TASK SET ->
1. Do these statements agree with the Ultra Series text that follows? (a) The soft vinyl toys the writer had were produced by Bullmark. (b) The avan title of "Ultraman" kept the same sound effects as the one of "Ultra Q." (c) The drawing for merchandising of Ultraman was a design drawing by Tohl Narita.
2. Can you duplicate, word for word, the part of the Ultra Series text between "Today’s Ultraman Series also" and "matched the series.", inclusive?

SELECTED EXTRACT ->

*** Begin section ***

Charming Avan Titles 1

Each of the Ultra Series has its characteristic opening title called “avan title.”

It seems to be a Japanese coined word of French and English, and I don’t know the English equivalent.

Today’s Ultraman Series also follow this tradition.

I especially like the ones of the First Trilogy, “Ultra Q,” “Ultraman” and “Ultra Seven.”

The one of “Ultra Q” thrilled me most among them.


The marble patterns going round gradually turn into the title of “Ultra Q.”

The attached eerie sound effects were also effective.

The guys around the same age as me usually say that “Ultra Q” was so much scaring.

I absolutely agree and find that this avan title matched the series.

In “Ultraman,” it’s interesting to see the title of “Ultra Q” formed first in just the same way as “Ultra Q” though in color this time.


The title of “Ultraman” with the subtitle “Kuuso Tokusatsu Series” (Fantasy SFX Series) below appears as if it breaks up the title of “Ultra Q.”

It’s very much impressive.

The First Trilogy is categorized as “Kuuso Tokusatsu Series,” and it’s likely that the First Trilogy obtained the trademark registration as such.

Naturally, as “Ultraman” was a color TV program, the avan title was remade in color as well.

The sound effects changed into a different take.


Idyllic merchandising

Drawing for merchandising of Ultraman (1966)

Taking a look at the face of the soft vinyl toy of Shodai (original) Ultraman, it looks similar to the front, side and back views of the drawing for merchandising of the time.

It’s not a design drawing by Tohl Narita, and it’s said that a variety of goods were made based on this drawing.

It seems that the photos of the front, side and back views of Ultraman were not taken though such photos would become indispensable for merchandising in later years.


Moreover, looks like there was not much of an idea of merchandising at the time.

First of all, the adults involved in merchandising were unlikely to understand that such characters as monsters would be so much liked by children with no precedent.

So a variety of goods including toys, stationery and snacks featuring monsters and the Ultra heroes were the ones produced after they became fully aware of the popularity of such characters among children.

Looks like it was after a while when the producers of the series themselves noticed the importance of merchandising clearly.


In the early stage of the production of “Ultraman,” the photos of the front, side and back views of the characters were not taken.

Therefore, for example, what the back of Alien Baltan looks like remains unknown even now.

The fact shows that the producers didn’t have much awareness of merchandising of the products.

But I love such idyllic days!

Front, side and back views of Ultra Seven (A Type mask; 1967)

Bullmark & Marusan

I now remember that I also had soft vinyl toys of Returned Ultraman and Takkong.

I think that it was around the same time when I had the one of Galvan.

I guess the far left one of Returned Ultraman was the one I had.

And a generous friend of mine gave them to me when we were elementary school students.

I often gave him the cartoons I drew, and I think he gave me the soft vinyl toys in return.


Takkong is a monster which appeared in Episode 1 & 2 of “The Return of Ultraman.”

I didn’t have the soft vinyl toys of Ultraman and Ultra Seven.

Partly because the toys looked too cute for me at the time.

Anyway, the soft vinyl toys were so popular among children at the time for sure.

The ones I had in those days were produced by Bullmark (1969-1977).


According to the information on Web, Bullmark was a company established by three of the former employees working with Marusan (or Maruzan 1947-).

*** End section ***

STORED DATA ->

*** Begin section ***

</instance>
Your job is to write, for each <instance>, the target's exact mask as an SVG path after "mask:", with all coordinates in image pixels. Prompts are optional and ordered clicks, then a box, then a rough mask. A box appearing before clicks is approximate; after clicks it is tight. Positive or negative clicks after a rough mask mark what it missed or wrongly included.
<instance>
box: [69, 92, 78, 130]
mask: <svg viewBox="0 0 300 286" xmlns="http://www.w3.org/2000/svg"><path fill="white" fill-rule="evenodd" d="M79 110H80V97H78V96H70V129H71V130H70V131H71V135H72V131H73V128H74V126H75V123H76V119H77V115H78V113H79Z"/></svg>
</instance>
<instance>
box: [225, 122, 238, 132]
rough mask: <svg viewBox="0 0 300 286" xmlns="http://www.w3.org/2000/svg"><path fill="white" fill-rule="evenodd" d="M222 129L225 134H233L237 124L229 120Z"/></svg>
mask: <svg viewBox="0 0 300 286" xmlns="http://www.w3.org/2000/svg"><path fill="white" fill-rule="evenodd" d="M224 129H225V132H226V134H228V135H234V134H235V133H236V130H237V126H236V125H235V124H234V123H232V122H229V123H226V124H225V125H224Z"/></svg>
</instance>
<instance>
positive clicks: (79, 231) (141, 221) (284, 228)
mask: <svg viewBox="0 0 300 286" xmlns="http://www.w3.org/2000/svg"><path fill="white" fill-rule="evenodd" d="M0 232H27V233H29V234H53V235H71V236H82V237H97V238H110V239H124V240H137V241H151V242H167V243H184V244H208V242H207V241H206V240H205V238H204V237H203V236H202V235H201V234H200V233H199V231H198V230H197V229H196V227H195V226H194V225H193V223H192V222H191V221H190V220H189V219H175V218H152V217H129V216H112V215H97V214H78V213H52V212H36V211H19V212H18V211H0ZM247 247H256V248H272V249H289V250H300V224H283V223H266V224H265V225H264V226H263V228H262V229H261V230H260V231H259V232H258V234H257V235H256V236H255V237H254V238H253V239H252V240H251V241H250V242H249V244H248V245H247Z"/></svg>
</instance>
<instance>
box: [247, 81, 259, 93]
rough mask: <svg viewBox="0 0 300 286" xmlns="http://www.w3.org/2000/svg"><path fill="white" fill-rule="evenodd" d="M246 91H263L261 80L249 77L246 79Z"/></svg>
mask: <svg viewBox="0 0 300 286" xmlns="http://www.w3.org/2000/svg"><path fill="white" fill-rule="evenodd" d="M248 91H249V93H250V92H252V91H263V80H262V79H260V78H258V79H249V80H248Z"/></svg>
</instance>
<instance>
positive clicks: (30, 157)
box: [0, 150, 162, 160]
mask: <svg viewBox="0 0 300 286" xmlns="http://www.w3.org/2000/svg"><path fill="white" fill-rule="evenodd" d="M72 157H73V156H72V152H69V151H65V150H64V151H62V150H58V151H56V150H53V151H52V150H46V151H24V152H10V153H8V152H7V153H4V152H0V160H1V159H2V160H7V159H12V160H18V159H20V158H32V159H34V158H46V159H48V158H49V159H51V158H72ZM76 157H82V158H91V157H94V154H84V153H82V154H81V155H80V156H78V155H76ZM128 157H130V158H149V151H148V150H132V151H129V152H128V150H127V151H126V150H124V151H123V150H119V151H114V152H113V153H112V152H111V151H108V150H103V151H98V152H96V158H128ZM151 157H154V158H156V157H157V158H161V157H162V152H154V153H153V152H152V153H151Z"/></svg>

*** End section ***

SOLVED TASKS ->
1.
(a) Yes: "The ones I had in those days were produced by Bullmark (1969-1977)."
(b) No: "The sound effects changed into a different take."
(c) No: "It’s not a design drawing by Tohl Narita"

2.
Today’s Ultraman Series also follow this tradition.

I especially like the ones of the First Trilogy, “Ultra Q,” “Ultraman” and “Ultra Seven.”

The one of “Ultra Q” thrilled me most among them.


The marble patterns going round gradually turn into the title of “Ultra Q.”

The attached eerie sound effects were also effective.

The guys around the same age as me usually say that “Ultra Q” was so much scaring.

I absolutely agree and find that this avan title matched the series.